__To be done__
Reproduce only the material that begins at the line containing "Given the photograph above, point out the tree" and stops after the line containing "Target: dirt path". Keep every line, requests included, and increase each coordinate in the answers by 103 while leaving the requests and their format samples unchanged.

(Position annotation records)

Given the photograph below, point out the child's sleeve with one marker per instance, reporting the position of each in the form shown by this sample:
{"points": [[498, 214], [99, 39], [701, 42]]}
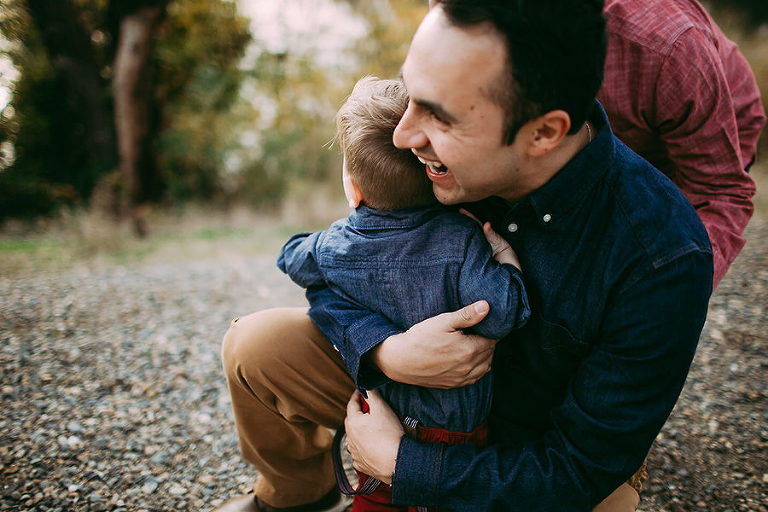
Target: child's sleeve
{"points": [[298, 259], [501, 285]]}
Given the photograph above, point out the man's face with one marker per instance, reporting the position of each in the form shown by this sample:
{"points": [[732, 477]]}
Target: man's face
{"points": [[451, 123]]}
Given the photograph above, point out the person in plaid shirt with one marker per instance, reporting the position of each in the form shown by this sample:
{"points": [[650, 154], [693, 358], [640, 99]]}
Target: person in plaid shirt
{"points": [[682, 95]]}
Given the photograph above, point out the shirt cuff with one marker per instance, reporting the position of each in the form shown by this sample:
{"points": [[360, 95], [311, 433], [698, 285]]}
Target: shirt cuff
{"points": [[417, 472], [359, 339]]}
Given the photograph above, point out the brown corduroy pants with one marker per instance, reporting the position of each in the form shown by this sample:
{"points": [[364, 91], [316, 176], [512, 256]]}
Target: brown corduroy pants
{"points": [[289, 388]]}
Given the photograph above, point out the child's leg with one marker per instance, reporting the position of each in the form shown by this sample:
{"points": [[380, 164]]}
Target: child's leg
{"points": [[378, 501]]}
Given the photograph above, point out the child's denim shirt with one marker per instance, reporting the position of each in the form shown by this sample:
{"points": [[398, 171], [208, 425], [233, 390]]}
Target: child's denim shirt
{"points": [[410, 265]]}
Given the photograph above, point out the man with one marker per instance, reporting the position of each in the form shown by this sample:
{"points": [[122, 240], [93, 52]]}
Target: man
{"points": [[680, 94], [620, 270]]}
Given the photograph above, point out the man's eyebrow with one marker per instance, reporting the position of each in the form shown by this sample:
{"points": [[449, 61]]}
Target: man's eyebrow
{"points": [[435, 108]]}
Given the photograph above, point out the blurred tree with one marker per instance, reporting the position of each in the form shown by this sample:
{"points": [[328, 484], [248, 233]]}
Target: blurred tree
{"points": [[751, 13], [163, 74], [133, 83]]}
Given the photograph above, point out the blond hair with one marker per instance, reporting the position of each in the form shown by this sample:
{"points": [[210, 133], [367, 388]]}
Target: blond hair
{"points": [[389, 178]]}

--

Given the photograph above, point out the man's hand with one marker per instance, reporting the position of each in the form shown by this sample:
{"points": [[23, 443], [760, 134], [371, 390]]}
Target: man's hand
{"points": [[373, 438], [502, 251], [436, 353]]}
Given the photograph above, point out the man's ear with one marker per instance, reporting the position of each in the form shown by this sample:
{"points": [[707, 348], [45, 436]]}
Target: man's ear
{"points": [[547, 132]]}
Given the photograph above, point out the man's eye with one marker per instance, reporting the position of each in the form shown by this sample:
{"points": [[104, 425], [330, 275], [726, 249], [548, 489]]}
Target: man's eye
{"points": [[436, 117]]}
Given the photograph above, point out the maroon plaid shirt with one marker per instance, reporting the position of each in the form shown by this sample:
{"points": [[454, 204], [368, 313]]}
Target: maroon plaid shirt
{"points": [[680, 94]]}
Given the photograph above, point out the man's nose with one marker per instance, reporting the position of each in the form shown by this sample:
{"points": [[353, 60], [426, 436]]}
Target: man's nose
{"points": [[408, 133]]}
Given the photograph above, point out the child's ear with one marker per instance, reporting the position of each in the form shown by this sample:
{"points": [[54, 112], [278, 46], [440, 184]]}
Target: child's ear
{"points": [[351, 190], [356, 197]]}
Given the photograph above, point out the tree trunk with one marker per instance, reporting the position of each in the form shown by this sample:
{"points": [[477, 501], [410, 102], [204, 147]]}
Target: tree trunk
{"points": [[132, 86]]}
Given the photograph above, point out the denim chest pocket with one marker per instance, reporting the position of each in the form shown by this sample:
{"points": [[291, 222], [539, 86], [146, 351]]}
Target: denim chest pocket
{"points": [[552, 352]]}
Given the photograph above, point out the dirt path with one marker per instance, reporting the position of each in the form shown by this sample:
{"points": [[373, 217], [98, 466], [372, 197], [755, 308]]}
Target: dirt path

__Solution to this task__
Given the photograph above, point out the tree trunk with one marker per instance, reporting the position of each in the form shown by this sample:
{"points": [[477, 501], [410, 102], [204, 147]]}
Target: tree trunk
{"points": [[235, 189]]}
Given the photograph above, point out the denim chest pocket with one marker per instance, reporting the position of each in the form shown by this sample:
{"points": [[291, 222], [539, 86], [146, 351]]}
Target: denim chest pocket
{"points": [[655, 455]]}
Given the photograph above, point out the dirt path with one marker per instance, reporting the position of each in the form shown by this sample:
{"points": [[373, 217], [98, 466], [372, 197], [755, 308]]}
Target: dirt path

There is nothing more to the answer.